• [PROMPT]: Reproduce verbatim the rows below, beginning at the line that contains "Report the location of each instance of the utility" and stopping after the line that contains "x=537, y=91".

• [DATASET]:
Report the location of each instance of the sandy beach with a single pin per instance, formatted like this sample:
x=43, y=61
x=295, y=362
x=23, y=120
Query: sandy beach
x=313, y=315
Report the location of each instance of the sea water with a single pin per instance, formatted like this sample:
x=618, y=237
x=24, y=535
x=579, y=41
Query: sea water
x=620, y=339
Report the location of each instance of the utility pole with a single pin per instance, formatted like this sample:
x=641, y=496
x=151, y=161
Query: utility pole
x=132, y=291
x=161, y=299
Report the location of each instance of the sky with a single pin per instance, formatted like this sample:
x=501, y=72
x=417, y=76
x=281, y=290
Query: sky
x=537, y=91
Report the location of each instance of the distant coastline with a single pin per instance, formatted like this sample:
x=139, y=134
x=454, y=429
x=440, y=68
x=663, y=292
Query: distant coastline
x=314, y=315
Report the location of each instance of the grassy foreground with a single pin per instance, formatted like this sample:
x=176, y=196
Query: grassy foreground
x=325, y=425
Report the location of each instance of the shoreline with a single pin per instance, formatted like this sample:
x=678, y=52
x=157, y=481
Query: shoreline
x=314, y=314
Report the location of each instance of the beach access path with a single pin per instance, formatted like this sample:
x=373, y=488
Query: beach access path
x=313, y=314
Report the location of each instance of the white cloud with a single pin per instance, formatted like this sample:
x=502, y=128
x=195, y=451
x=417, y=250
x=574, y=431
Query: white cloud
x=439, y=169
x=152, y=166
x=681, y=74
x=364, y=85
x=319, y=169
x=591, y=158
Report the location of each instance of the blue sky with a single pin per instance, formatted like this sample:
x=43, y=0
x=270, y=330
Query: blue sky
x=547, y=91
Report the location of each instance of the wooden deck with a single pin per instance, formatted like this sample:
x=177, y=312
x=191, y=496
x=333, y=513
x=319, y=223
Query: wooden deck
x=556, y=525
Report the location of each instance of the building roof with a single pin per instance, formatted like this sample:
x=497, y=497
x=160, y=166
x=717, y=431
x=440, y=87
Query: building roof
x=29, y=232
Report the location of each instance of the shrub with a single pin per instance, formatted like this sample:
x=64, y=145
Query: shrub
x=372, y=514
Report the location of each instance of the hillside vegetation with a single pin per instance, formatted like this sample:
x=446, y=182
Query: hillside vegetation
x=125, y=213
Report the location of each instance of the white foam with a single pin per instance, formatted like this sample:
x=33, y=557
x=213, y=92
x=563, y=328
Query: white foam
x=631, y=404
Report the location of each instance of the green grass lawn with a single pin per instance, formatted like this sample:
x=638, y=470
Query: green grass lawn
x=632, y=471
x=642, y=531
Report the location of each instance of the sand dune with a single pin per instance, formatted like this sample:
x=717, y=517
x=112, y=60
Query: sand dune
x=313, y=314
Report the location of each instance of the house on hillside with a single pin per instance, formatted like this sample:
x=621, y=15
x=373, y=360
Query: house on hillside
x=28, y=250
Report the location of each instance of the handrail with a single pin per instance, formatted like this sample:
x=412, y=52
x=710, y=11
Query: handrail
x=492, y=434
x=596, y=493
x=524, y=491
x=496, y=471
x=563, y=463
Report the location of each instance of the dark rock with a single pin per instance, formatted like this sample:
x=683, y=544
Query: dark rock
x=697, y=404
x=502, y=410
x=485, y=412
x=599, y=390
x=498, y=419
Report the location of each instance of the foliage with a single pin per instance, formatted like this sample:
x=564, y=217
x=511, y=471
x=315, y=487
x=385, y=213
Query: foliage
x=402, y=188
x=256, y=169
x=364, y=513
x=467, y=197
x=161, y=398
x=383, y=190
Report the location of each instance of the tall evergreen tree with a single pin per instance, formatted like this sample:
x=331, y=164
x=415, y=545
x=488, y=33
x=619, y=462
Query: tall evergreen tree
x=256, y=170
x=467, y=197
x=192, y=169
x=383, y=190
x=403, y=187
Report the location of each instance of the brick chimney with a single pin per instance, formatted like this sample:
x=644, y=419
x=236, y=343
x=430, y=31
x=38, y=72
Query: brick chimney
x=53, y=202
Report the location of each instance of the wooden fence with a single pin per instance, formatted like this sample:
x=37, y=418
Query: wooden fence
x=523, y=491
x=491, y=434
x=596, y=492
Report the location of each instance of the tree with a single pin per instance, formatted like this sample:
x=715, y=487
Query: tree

• [RESULT OF THIS EXERCISE]:
Report the location of each instance of the utility pole with a single pin per instance, formatted like this sample:
x=641, y=496
x=151, y=161
Query: utility pole
x=132, y=291
x=161, y=299
Report the location of each instance of the sky with a single pin per instance, formatted like this sample:
x=501, y=72
x=417, y=76
x=281, y=290
Query: sky
x=537, y=91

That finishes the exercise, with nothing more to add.